### YOUR INSTRUCTIONS
Find every line in the records below that contains the word "canopy", and copy each of those lines in full.
++++ INFORMATION SHOWN ++++
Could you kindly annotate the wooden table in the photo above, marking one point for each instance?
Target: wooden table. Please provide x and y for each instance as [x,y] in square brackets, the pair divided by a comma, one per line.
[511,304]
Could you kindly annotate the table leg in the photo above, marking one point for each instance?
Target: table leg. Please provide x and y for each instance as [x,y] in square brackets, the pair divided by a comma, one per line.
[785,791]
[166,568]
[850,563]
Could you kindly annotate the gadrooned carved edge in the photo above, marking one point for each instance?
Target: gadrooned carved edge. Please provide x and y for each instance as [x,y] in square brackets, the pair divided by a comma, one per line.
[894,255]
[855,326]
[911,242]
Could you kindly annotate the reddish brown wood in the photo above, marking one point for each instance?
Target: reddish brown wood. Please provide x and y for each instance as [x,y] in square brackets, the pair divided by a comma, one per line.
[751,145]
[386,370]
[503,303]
++++
++++ INFORMATION SHOWN ++++
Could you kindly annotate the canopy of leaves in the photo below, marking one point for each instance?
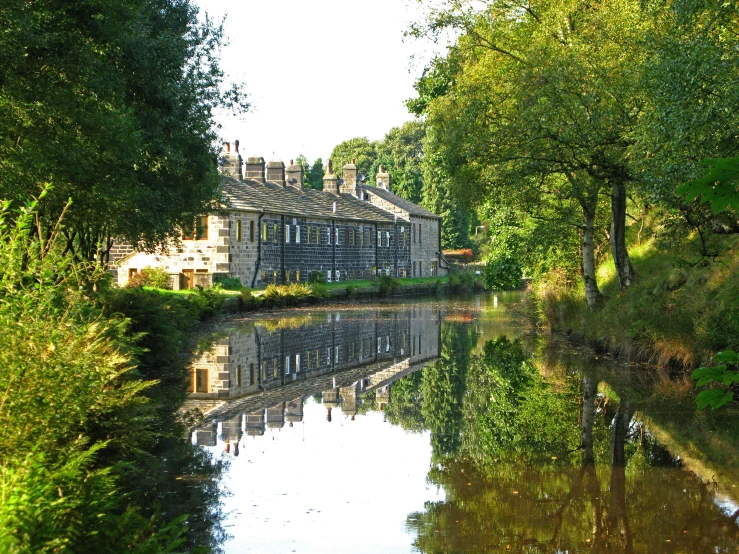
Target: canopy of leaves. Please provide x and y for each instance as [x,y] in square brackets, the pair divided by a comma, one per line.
++++
### SOLUTION TO THIS EXERCISE
Could you kindly annotate the canopy of leaves in the photo below, marking one point for each instance?
Target: canopy of leaves. Please provide x and y for each instance as [x,y] in square brackets, the pair divided by a comma, one per line.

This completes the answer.